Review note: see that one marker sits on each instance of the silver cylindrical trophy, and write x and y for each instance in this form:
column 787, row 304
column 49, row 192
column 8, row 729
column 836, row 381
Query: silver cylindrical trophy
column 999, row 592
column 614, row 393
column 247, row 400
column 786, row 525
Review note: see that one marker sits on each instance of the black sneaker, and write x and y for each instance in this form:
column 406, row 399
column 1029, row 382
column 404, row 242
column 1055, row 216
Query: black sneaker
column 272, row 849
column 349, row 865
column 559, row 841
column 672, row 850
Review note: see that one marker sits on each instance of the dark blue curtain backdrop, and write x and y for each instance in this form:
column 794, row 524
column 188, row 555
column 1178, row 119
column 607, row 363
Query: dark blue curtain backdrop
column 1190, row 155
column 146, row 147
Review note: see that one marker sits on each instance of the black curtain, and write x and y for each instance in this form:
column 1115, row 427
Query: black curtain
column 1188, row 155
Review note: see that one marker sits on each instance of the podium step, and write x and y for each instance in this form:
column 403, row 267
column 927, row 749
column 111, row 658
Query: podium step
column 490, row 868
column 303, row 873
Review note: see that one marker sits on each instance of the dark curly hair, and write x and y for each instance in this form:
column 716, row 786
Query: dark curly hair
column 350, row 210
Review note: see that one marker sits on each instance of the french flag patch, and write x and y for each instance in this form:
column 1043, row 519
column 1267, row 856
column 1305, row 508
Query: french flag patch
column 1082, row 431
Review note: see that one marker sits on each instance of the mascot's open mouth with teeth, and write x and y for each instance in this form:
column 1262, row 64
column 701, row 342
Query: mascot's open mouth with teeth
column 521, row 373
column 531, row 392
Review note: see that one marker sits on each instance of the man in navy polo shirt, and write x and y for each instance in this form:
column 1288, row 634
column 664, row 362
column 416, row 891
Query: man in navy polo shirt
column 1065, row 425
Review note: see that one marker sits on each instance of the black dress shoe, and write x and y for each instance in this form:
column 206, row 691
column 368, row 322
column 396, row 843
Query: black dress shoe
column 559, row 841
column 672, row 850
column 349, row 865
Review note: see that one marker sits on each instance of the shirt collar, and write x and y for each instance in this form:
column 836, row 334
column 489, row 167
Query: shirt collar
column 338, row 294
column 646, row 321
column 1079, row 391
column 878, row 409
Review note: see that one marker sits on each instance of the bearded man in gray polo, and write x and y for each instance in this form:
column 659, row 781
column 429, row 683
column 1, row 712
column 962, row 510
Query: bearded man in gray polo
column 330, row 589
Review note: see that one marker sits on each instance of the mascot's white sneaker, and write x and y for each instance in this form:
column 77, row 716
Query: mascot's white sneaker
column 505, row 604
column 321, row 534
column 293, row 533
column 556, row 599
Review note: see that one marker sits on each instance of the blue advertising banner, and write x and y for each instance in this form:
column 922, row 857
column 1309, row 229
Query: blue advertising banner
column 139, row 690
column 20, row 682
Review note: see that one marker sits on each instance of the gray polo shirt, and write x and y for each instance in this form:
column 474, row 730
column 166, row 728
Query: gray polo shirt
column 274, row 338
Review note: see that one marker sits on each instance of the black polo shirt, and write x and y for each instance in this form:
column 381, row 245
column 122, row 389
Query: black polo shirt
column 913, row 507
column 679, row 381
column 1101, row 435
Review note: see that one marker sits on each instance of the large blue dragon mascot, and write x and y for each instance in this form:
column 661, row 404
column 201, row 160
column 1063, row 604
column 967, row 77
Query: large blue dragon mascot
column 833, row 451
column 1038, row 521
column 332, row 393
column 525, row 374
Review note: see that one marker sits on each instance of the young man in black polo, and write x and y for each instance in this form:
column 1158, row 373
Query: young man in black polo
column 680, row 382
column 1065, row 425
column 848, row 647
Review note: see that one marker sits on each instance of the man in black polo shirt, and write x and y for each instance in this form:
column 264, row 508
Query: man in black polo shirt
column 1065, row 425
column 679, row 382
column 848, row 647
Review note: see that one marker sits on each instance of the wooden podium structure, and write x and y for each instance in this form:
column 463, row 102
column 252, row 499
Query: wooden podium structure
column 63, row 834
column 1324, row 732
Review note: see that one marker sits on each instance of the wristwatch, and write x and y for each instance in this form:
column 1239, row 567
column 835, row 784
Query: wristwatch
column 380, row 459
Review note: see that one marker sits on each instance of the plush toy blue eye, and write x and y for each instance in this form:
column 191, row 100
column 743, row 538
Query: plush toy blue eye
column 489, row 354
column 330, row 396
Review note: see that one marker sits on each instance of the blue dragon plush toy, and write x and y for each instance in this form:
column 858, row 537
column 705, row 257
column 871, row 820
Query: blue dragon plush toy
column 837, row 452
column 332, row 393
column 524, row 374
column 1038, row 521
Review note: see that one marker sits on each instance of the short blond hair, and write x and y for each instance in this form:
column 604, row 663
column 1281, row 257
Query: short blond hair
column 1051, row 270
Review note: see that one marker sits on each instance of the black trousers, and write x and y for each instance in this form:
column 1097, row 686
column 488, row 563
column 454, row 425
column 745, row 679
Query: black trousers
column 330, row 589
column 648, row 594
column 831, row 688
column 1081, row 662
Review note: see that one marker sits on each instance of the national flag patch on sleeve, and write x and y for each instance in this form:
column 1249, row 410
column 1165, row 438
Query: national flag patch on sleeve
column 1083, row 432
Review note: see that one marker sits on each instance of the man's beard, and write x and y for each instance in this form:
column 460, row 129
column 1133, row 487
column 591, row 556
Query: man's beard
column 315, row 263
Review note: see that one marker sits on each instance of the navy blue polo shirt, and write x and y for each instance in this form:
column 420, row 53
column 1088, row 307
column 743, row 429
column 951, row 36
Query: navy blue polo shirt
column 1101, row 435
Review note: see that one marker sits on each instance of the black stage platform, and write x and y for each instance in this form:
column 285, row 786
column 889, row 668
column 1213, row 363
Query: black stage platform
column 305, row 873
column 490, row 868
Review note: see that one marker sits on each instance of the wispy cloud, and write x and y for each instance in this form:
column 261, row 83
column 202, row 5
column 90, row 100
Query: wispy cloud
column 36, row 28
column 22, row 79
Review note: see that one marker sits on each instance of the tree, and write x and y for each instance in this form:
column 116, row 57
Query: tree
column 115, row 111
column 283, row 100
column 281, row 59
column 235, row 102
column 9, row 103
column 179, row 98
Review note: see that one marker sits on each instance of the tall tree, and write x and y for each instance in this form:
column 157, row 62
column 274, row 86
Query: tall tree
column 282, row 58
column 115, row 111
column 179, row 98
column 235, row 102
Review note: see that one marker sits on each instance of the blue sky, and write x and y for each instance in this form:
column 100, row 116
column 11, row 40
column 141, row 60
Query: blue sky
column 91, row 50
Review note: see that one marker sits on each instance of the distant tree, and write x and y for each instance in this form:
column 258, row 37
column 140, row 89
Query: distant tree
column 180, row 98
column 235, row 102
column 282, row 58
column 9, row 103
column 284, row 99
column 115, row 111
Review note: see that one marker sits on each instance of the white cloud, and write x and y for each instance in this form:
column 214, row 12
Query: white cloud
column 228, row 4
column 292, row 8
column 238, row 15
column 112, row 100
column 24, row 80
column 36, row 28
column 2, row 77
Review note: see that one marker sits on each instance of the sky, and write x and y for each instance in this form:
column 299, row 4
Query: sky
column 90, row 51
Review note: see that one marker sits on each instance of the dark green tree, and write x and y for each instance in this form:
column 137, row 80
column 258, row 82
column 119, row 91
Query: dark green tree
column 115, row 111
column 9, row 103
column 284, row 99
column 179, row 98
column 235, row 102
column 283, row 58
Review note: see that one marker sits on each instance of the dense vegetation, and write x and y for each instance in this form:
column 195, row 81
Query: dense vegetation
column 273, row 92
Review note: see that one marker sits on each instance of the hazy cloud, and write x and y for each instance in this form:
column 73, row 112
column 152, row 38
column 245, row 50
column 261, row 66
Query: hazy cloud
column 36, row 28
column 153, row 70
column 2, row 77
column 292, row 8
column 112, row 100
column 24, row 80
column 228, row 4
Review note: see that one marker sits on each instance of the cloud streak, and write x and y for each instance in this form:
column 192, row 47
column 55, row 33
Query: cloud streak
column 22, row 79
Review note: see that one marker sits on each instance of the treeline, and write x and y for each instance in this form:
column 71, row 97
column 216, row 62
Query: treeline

- [EXERCISE DETAILS] Retype nothing except the lines from the line holding "of the dense" through the last line of the entries, both included.

- [ANSWER BELOW]
Review note: see that one marker sits on each instance of the dense vegetation, and write x and y for each instance in this form:
column 195, row 81
Query: dense vegetation
column 273, row 92
Review note: see that one marker sits on each instance of the hazy cloud, and write x and y for each instance in this form:
column 73, row 112
column 152, row 38
column 245, row 50
column 261, row 66
Query: hazy cloud
column 36, row 28
column 153, row 70
column 2, row 77
column 292, row 8
column 112, row 100
column 24, row 80
column 228, row 4
Review note: see that one marker sits on each instance of the cloud streak, and write x and y for each instance in this form:
column 192, row 47
column 55, row 33
Query: cloud streak
column 22, row 79
Review note: see that one marker sits on each instance of the treeline, and write x and y for each instance in this form:
column 71, row 97
column 216, row 62
Query: treeline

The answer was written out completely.